Data for the task:

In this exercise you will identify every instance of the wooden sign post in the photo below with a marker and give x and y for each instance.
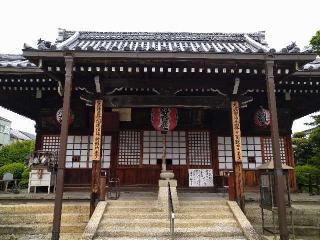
(96, 154)
(237, 154)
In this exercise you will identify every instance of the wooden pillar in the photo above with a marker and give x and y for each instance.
(96, 154)
(237, 154)
(278, 174)
(63, 149)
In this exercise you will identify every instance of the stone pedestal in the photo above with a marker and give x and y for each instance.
(163, 194)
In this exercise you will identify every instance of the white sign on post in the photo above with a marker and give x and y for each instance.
(200, 178)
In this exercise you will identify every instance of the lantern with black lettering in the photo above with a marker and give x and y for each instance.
(262, 117)
(164, 119)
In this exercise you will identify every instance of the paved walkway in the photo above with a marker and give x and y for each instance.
(250, 196)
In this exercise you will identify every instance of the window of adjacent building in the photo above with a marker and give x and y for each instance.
(129, 148)
(199, 148)
(175, 147)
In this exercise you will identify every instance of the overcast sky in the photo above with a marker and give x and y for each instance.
(283, 20)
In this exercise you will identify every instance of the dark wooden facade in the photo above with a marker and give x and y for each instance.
(200, 84)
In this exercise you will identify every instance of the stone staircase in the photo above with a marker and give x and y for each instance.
(34, 220)
(142, 219)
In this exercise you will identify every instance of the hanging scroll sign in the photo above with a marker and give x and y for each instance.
(96, 149)
(164, 119)
(236, 131)
(59, 115)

Exercise instructions:
Reproduce all of the material above, requests included, scaling every x and y coordinate in the answers by 0.7 and rounding to whole numbers, with halves rounded up. Leave the picture out.

Task output:
In this exercise you will identify every instance of the wooden sign post in the photo below with a marker and give x and y for each instance.
(67, 108)
(166, 108)
In this exercise you will identify every instance of the wooden pillar in the photo above with a marker and give x and y for each instance.
(67, 108)
(166, 108)
(195, 122)
(44, 104)
In this exercise you will identify every instance of the stone pedestal in the photo above with a marker and give x and y for each instance.
(114, 136)
In this exercise you will identify every instance of the white sign on post in the photo above with a marker and give x and y for each instance.
(140, 125)
In this exercise you will identify every instance of the lantern with black lettering in the photo above with a marker and give x and y for each instance.
(183, 82)
(115, 83)
In this exercise you will identify every instance of the paved walkway in the photo above with a marker and give x and y for each instance.
(175, 137)
In this exercise you will identify every instance of the window of adjacent building in the photo above with a marker and give x and y for each instance.
(90, 104)
(139, 104)
(123, 103)
In this exercise you will identify every instance of the overcast sky in the photo above with a marker and give x and y for each instance.
(198, 14)
In this exercise you will identify every instance of the dark wooden facade in the photo above with a marker and give x and y for each instance.
(140, 59)
In this exercise you will identify every instance of the stone staircase in the photo above with a marker and give x and y for each instance.
(24, 154)
(99, 153)
In this exercise you will identify every instance of the hanging scroll sign in the photo above with a marker and give x and y for each instance.
(67, 104)
(115, 83)
(165, 92)
(41, 81)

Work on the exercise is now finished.